AUFGABEN:
A. Nenne alle Ortsnamen, die im Text über den neuen VHS-Leiter vorkommen.
B. Gib einen Abschnitt aus dem Text über den neuen VHS-Leiter wortgetreu wieder: Beginne bei den Worten „Neuer Leiter bezeichnet“ und höre nach den Worten „erzählt Glindes VHS-Chef.“ auf.
C. Schreibe den Text über den neuen VHS-Leiter im Anschluss an seinen letzten Satz weiter.

GEGEBENER TEXT:
━━━━━━━━━━━━━━━━━━━━

Neuer Leiter bezeichnet sich als Teamplayer
In Heide wäre er mit Blick auf Arbeitsinhalte wohl glücklich geworden. Sein Problem: Die Stelle sollte nicht entfristet werden. Als Familienvater, der Sohn ist inzwischen elf und die Tochter sechs Jahre alt, wollte Reiser mehr Planungssicherheit. Also zog er weiter, war zuletzt stellvertretender Leiter einer Fortbildungseinrichtung in Lübeck. Mit seiner Frau (42) und den Kindern lebt Reiser in Brokstedt nahe Neumünster. Die Bio-Informatikerin arbeitet in der Abfallwirtschaft. Sie könnten sich durchaus vorstellen, mittelfristig in die Nähe seines neuen Arbeitsplatzes zu ziehen, erzählt Glindes VHS-Chef.
Er bezeichnet sich als Teamplayer: „Ich spreche mit allen auf Augenhöhe, das impliziert auch die Reinigungskräfte.“ Mit Glinde hat er bisher kaum Berührungspunkte gehabt, lediglich Marlies Lehmann gekannt. Die war auch Mitglied eines Gremiums, das ihn unter mehreren Bewerbern ausgewählt hat. Sieben Personen, darunter Bürgermeister Rainhard Zug, Politiker und Dozenten, sprachen sich einstimmig für Reiser aus. Dieses Vertrauen will er nun zurückzahlen und die Bildungseinrichtung fit für die Zukunft machen.

━━━━━━━━━━━━━━━━━━━━

GEGEBENE EINTRÄGE:
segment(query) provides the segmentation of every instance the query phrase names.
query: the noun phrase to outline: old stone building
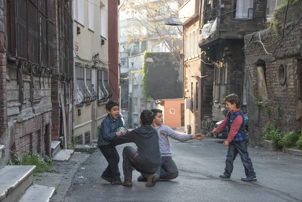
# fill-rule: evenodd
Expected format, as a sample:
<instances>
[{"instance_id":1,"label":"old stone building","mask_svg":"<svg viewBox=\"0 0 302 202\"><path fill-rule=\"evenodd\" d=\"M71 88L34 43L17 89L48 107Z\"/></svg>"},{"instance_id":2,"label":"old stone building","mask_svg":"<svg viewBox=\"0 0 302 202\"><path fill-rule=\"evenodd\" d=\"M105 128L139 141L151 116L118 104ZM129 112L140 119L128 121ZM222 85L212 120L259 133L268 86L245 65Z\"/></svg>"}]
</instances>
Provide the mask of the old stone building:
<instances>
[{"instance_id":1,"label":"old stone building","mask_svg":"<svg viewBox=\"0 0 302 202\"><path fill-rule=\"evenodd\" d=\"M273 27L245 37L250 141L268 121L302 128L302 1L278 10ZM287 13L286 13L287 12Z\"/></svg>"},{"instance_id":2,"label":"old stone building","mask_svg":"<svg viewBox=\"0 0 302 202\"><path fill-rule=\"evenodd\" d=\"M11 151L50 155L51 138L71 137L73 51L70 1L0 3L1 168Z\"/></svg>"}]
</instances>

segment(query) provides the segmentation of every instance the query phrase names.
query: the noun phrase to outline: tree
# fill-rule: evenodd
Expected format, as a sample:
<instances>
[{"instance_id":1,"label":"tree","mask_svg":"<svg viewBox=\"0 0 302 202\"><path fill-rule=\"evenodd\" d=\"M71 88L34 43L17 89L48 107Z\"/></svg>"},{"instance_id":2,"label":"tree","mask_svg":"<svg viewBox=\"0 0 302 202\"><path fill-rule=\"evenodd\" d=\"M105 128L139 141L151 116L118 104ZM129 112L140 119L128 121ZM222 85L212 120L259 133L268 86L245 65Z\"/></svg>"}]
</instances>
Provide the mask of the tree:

━━━━━━━━━━━━━━━━━━━━

LÖSUNGEN:
A. Heide, Lübeck, Brokstedt, Neumünster, Glinde

B.
Neuer Leiter bezeichnet sich als Teamplayer
In Heide wäre er mit Blick auf Arbeitsinhalte wohl glücklich geworden. Sein Problem: Die Stelle sollte nicht entfristet werden. Als Familienvater, der Sohn ist inzwischen elf und die Tochter sechs Jahre alt, wollte Reiser mehr Planungssicherheit. Also zog er weiter, war zuletzt stellvertretender Leiter einer Fortbildungseinrichtung in Lübeck. Mit seiner Frau (42) und den Kindern lebt Reiser in Brokstedt nahe Neumünster. Die Bio-Informatikerin arbeitet in der Abfallwirtschaft. Sie könnten sich durchaus vorstellen, mittelfristig in die Nähe seines neuen Arbeitsplatzes zu ziehen, erzählt Glindes VHS-Chef.

C.
VHS wird Teil der Sönke-Nissen-Park-Stiftung
Angestellt ist Reiser bereits bei der Sönke-Nissen-Park-Stiftung, die ebenfalls im Gutshaus beheimatet ist. In jene wird die Volkshochschule formal ab Januar integriert. Sie ist dann eine selbstständige Sparte mit dem Namen „Glinder Kultur- und Bildungswerk (GKB)“. Das war ursprünglich gar nicht geplant.
Dennoch waren Veränderungen unabdingbar – eine Forderung des Gemeindeprüfungsamts des Kreises. 2017 bemängelte die Behörde, dass Jahresabschlüsse der Stadt nicht vollständig sind. „Die VHS führt ihre Bücher und bewirtschaftet ihr Bankkonto außerhalb des städtischen Rechnungswesens“, hieß es in einem Bericht. Die Stadt müsse die Buchführung der Volkshochschule unverzüglich und vollständig in das städtische Rechnungswesen und die Haushaltsplanung einbinden. Eine Option dazu war, eine alternative Betriebsform auszuwählen.
Kunden können unter 200 Kursen auswählen
Die Politik beschloss 2019 die Umwandlung in eine gemeinnützige Gesellschaft mit beschränkter Haftung. Sie sollte 2020 an den Start gehen. Die Corona-Pandemie durchkreuzte die Pläne. Bürgermeister Zug prognostizierte der Einrichtung wirtschaftliche Schwierigkeiten, machte einen neuen Vorschlag. Davon waren die Parteienvertreter nicht sofort überzeugt. Es bildete sich ein Arbeitskreis, der den von der Verwaltung vorgelegten Entwurf des Trägerschaftsvertrags modifizierte.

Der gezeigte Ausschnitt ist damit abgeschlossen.